[Named object pointing records]
====

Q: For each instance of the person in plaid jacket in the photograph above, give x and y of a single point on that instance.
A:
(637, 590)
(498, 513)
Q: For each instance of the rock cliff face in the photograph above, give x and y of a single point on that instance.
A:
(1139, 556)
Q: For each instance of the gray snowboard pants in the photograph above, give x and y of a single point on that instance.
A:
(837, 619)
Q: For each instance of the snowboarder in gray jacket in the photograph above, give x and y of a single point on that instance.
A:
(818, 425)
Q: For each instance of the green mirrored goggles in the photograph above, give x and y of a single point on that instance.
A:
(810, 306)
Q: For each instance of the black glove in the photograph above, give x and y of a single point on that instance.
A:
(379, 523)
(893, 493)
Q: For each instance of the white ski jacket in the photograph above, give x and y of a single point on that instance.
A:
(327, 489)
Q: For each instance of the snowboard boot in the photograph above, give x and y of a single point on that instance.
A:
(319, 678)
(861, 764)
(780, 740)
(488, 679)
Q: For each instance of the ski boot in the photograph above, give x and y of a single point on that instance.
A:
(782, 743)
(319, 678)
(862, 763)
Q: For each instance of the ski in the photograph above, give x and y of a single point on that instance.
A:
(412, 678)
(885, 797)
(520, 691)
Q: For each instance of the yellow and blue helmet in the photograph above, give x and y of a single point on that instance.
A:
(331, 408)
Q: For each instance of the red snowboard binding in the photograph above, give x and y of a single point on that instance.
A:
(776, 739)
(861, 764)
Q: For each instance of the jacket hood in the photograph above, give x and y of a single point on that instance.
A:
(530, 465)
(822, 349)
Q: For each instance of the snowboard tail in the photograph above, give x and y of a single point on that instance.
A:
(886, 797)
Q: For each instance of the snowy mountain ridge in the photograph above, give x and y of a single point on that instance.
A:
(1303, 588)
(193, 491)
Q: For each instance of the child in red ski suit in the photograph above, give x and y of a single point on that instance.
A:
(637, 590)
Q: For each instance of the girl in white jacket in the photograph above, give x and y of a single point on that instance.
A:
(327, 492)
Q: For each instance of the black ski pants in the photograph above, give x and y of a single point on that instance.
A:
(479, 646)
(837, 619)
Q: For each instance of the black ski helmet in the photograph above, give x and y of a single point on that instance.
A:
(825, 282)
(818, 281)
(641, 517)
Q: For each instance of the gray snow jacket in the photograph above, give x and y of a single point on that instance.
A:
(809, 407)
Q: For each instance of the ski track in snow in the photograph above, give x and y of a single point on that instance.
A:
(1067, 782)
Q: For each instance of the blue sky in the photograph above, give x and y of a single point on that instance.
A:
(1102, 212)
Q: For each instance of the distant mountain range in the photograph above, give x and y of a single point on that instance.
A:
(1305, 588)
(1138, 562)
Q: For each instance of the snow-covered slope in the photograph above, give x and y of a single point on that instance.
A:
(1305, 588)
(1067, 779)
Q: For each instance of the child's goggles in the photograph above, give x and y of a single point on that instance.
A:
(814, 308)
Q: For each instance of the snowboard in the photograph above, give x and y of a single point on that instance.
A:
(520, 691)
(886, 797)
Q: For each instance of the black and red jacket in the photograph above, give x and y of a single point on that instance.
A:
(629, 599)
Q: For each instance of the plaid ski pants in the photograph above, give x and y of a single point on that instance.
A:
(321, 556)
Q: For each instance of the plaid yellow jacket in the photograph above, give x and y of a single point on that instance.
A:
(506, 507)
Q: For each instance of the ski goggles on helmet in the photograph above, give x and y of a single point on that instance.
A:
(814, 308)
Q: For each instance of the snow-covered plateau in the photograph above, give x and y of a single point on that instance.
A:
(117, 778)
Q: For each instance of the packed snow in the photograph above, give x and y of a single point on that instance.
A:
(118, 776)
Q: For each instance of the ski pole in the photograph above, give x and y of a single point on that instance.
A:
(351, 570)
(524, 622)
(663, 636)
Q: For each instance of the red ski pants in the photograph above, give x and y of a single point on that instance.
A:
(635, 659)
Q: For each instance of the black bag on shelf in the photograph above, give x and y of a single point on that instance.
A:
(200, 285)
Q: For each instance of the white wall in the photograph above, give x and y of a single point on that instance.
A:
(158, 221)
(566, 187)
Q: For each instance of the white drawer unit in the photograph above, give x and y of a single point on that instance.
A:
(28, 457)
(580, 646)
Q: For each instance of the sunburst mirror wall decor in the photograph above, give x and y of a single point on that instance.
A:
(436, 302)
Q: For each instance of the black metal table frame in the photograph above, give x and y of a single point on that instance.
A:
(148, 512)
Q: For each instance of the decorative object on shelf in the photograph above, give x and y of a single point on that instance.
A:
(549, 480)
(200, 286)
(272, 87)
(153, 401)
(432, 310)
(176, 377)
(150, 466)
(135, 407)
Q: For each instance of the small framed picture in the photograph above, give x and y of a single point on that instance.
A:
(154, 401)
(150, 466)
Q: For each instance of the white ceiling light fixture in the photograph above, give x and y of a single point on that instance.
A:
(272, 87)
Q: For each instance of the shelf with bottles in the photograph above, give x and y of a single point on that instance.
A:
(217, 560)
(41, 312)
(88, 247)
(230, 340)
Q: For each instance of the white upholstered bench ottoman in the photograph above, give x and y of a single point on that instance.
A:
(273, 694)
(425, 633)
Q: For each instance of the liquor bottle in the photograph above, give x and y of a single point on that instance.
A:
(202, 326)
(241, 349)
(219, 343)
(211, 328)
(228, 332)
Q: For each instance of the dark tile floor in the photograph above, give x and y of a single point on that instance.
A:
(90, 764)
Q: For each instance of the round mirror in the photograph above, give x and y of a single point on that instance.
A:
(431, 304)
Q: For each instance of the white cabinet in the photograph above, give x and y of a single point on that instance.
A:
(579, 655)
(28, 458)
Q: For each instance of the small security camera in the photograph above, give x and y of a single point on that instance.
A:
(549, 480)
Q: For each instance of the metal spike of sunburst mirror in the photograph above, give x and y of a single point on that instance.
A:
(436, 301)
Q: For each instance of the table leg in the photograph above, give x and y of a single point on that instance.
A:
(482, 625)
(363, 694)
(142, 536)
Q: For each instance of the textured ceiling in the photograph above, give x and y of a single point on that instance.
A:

====

# Exercise details
Copy these records line for line, without changing anything.

# Task output
Q: For each instance of the person in plaid jacket in the photograph above, give x and y of a single point on that instance.
A:
(637, 590)
(498, 513)
Q: For each instance of the rock cliff face in the photograph above, give x and y of a single point on that instance.
A:
(1139, 556)
Q: For each instance of the gray snowboard pants in the photograph above, give x and y of a single point on that instance.
A:
(837, 619)
Q: For each instance of the snowboarder in gray jacket in the photograph above, give x and y of a single point on that instance.
A:
(818, 425)
Q: For each instance of the green mirrored goggles in the photograph above, give x and y of a single point on that instance.
A:
(810, 306)
Q: For each instance of the black glove in the photograph above, give x and y of a single point on that instance.
A:
(379, 523)
(893, 493)
Q: For each instance of the white ski jacket in the photograph above, give x and y of a single point on that instance.
A:
(327, 489)
Q: For each instance of the snowboard boot in the photograph above, give x and y of a single point on that instance.
A:
(319, 678)
(861, 764)
(780, 740)
(488, 679)
Q: For each instance of the ski boot in the photograph above, give x and y of a single point on that instance.
A:
(782, 743)
(319, 678)
(862, 763)
Q: For each instance of the ski in the photograph above, give x and y of a single point on that instance.
A:
(412, 678)
(885, 797)
(520, 691)
Q: For each instance of the yellow and blue helmet in the photograph above, give x and y of a single point on that instance.
A:
(331, 408)
Q: For each instance of the red snowboard binding in the photograph above, give x and y of a single point on that instance.
A:
(776, 739)
(861, 764)
Q: For each instance of the jacket hood in the photograph above, give x and y of a single point on that instance.
A:
(530, 465)
(822, 349)
Q: For each instance of the snowboard tail in the photograph above, give x and y of a single point on that instance.
A:
(886, 797)
Q: For each instance of the snowy mountain ridge in the photograph above, give x and y of a single point on that instance.
A:
(1303, 588)
(193, 491)
Q: For each instance of the child in red ski suit in the photograph above, give x and y of a single point on that instance.
A:
(637, 590)
Q: For each instance of the girl in white jacket in the photograph above, give x and y of a single point on that instance.
A:
(327, 492)
Q: For each instance of the black ski pants in the photograph above, give x and y of a single point on that instance.
A:
(479, 646)
(837, 619)
Q: For each instance of the black ski helmet in the photograph above, give x and y of a single point on that instance.
A:
(825, 282)
(818, 281)
(641, 517)
Q: For each instance of the gray snow jacket in the photograph above, give x and y of a single point on that instance.
A:
(809, 407)
Q: For each instance of the ski track in snow in the photograph above, give x and y of a single point on that instance.
A:
(1067, 782)
Q: For each instance of the blue sky in the photograph above, give x and y of a single point on that instance.
A:
(1102, 212)
Q: For each instance of the distant mountain range in the photograph above, give x and y of a single point on that instance.
A:
(1305, 588)
(1138, 562)
Q: For each instance of the snow-covered slope in the photograph above, give x and y of a single point on that instance.
A:
(1305, 588)
(1067, 779)
Q: For each instance of the child's goggles in the photograph above, give x and y of a single point on that instance.
A:
(814, 308)
Q: For each instance of the snowboard in the photograph above, give x and y of a single point on that instance.
A:
(520, 691)
(886, 797)
Q: For each instance of the black and red jacket in the photograph above, give x and y of a single point on that instance.
A:
(629, 599)
Q: For each instance of the plaid ski pants in the photograph above, give x and y of a single point on that instance.
A:
(321, 556)
Q: For each instance of the plaid yellow jacket in the photograph above, give x and y of a single point on that instance.
A:
(506, 507)
Q: For each instance of the ski goggles on helmet in the photograph above, give x and y of a single point on that instance.
A:
(814, 308)
Q: For each instance of the snow-covered plateau in the photograph above, give x and y of a single point on that instance.
A:
(117, 778)
Q: For each instance of the packed snow in the photograph above, give x and y of a single point on that instance.
A:
(118, 776)
Q: For each instance of the ski pole in the photograph above, give x and y of a single point on that instance.
A:
(351, 570)
(524, 622)
(663, 636)
Q: For each instance of the red ski pants in the photograph above, give x and y of a single point on that instance.
A:
(635, 659)
Q: For each instance of the black bag on shelf in the photograph above, give x and y of a single point on that instance.
A:
(200, 285)
Q: For each instance of the white wall in the photograph above, give x and y of a single point on that instance.
A:
(158, 221)
(566, 187)
Q: For each instance of the white drawer unit in the photograph above, give x and y of a single point on that instance.
A:
(28, 457)
(580, 646)
Q: For each instance of the sunburst mirror wall decor in the photograph above, give x and y of a single point on that instance.
A:
(436, 302)
Q: For each instance of the black metal table frame in the photograph above, give x and y of a single point on that instance.
A:
(148, 512)
Q: For each instance of the decorative object on shelf in the photograph above, give x and y of a single point on that instance.
A:
(549, 480)
(200, 286)
(272, 87)
(153, 401)
(432, 310)
(176, 377)
(150, 466)
(135, 407)
Q: For each instance of the small framed picture in the photograph above, give x and y of a single point on that instance.
A:
(154, 401)
(150, 466)
Q: For each instance of the white ceiling light fixture in the photograph above, give x and y of a single point on that instance.
A:
(272, 87)
Q: For each instance of the shelf with bottles in the photograph above, give x and y of a single point on that instance.
A:
(217, 560)
(41, 312)
(88, 247)
(230, 340)
Q: For each instance of the white upholstered bench ottoman in the photograph above, give x and y of a single point on that instance.
A:
(273, 694)
(425, 633)
Q: For each instance of the liquor bottle in the photograph above, give x and y of a single point on that instance.
A:
(202, 326)
(241, 349)
(219, 343)
(211, 328)
(228, 332)
Q: For each instance of the dark tile floor in the photograph above, give x and y of a single point on that instance.
A:
(90, 764)
Q: For each instance of the round mirror in the photograph above, give x and y of a single point on that instance.
A:
(431, 304)
Q: For each instance of the white cabinet in the photograph above, give x and y of a single point on that instance.
A:
(579, 655)
(28, 458)
Q: For each instance of the small security camera in the photograph above, give x and y of a single point on that instance.
A:
(549, 480)
Q: For each instance of the metal spike of sunburst mirror in the photograph above, give x and y of a single point on that instance.
A:
(436, 301)
Q: For each instance of the table leg in the photograph above, give x and y of a single point on that instance.
A:
(482, 625)
(363, 694)
(142, 536)
Q: For each instance of the textured ceiling in the photograph above, give x and y of a single point on that instance.
A:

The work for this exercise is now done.